**What you should do:**
Lay out the items from the line containing "road present and output the corresponding bounding boxes." up to and including the line containing "[400,325,434,361]" as a Markdown table with the columns Row and Line, numbering each row and leaving out blank lines.

**Supplied records:**
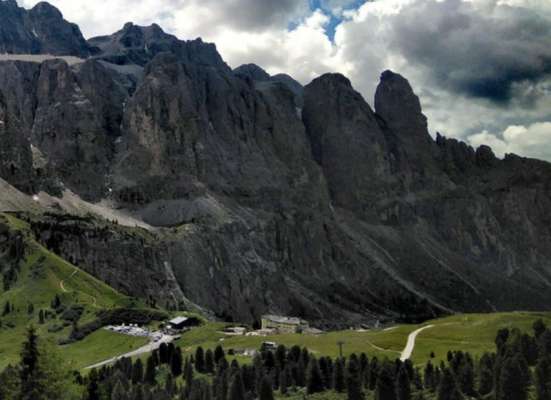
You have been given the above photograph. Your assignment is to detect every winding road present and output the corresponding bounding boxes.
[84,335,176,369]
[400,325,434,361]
--
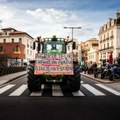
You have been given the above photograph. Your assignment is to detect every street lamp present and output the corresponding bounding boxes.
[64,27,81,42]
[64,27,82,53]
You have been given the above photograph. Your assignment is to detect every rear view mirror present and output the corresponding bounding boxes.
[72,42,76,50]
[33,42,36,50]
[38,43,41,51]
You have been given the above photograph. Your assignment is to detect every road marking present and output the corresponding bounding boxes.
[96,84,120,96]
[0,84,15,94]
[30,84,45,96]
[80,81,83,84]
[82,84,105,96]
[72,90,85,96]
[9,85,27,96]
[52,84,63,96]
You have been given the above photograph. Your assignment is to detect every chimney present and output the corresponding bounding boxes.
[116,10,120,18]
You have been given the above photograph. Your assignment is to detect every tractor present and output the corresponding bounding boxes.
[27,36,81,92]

**Full output:**
| Row | Line |
|---|---|
| 1 | You have been given the above photograph. Your assignment is to detect every winding road present and output the corresponding bounding boxes. |
| 2 | [84,335,176,369] |
| 3 | [400,325,434,361] |